● Supplied text
*** Begin section ***
Although injuries from motor vehicle crashes and falls outnumber all other patient injuries in Wisconsin adult trauma centers, it is the lethal nature of firearms (high case fatality ratio) that distinguishes them from other causes of injury. Firearms account for less than 10% of suicidal acts but 50% of deaths—the highest case fatality ratio of any other method. It is well documented that access to firearms increases the risk of death by suicide by 3 times. With a reported 64% increase in gun purchases (22 million) in 2020 over 2019 and a 30% increase in unintentional shooting deaths of children between March and December 2020 over 2019, the forecast is dire.2 Despite these alarming trends, as most firearm injuries are intentional, there are opportunities for intervention and prevention utilizing a comprehensive public health approach to address this epidemic.

Our nation’s health care systems manage the care of patients with violent injuries, most notably injuries from bullets. Our health systems also care for these patients long after the initial injury has occurred. We also care for and mobilize resources for the countless indirect victims – the family members and friends of victims and the witnesses of violence. The trauma system/regional trauma systems in Wisconsin initially and definitively manage the biology of firearm injuries and continue to make progress in saving lives, minimizing physical disabilities, and preventing death. Rather than sitting back and treating the downstream impact of growing gun violence in our communities, we are calling on health systems to create training and leverage resources to prevent these injuries from occurring.
*** End section ***
● Exercise instructions
Please copy from the firearm injury text the part that opens with the words containing "Although injuries from" and closes with "address this epidemic.".

● Material supplied
*** Begin section ***
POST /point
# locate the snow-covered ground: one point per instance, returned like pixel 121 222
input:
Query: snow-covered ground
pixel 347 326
*** End section ***
*** Begin section ***
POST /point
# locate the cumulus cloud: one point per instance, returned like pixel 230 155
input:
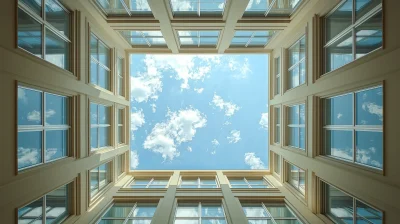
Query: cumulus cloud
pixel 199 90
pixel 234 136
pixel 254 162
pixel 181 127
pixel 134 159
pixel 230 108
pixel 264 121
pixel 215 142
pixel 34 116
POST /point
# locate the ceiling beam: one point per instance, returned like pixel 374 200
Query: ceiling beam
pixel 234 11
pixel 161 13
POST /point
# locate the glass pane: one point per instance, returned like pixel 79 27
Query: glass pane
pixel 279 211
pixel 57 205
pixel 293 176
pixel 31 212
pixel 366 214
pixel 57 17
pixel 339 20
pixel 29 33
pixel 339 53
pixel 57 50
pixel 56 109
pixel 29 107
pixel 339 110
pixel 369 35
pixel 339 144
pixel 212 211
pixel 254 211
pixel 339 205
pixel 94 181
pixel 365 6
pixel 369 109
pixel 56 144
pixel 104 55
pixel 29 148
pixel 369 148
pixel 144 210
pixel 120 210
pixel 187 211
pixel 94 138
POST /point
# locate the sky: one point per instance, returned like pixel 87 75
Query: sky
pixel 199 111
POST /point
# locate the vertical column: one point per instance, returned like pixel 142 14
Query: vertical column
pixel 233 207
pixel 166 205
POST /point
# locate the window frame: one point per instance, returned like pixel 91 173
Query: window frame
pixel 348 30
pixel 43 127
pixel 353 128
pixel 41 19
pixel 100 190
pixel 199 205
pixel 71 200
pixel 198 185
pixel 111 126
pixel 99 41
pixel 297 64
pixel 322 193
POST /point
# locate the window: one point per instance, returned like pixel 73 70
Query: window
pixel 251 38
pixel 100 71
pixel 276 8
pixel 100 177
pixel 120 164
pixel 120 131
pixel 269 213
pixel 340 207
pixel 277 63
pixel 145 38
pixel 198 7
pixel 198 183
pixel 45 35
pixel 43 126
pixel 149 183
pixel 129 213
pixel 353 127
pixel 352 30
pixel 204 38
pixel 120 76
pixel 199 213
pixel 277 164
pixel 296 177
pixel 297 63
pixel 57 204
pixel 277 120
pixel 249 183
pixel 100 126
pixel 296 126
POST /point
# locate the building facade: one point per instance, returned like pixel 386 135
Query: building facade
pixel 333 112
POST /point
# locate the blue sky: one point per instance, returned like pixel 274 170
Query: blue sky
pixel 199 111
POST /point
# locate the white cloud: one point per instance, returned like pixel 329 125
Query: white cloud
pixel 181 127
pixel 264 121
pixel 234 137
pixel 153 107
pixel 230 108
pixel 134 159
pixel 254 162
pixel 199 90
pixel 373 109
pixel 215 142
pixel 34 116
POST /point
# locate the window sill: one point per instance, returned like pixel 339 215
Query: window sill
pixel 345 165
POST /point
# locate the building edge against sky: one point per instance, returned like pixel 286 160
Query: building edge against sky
*** End section ***
● Answer area
Although injuries from motor vehicle crashes and falls outnumber all other patient injuries in Wisconsin adult trauma centers, it is the lethal nature of firearms (high case fatality ratio) that distinguishes them from other causes of injury. Firearms account for less than 10% of suicidal acts but 50% of deaths—the highest case fatality ratio of any other method. It is well documented that access to firearms increases the risk of death by suicide by 3 times. With a reported 64% increase in gun purchases (22 million) in 2020 over 2019 and a 30% increase in unintentional shooting deaths of children between March and December 2020 over 2019, the forecast is dire.2 Despite these alarming trends, as most firearm injuries are intentional, there are opportunities for intervention and prevention utilizing a comprehensive public health approach to address this epidemic.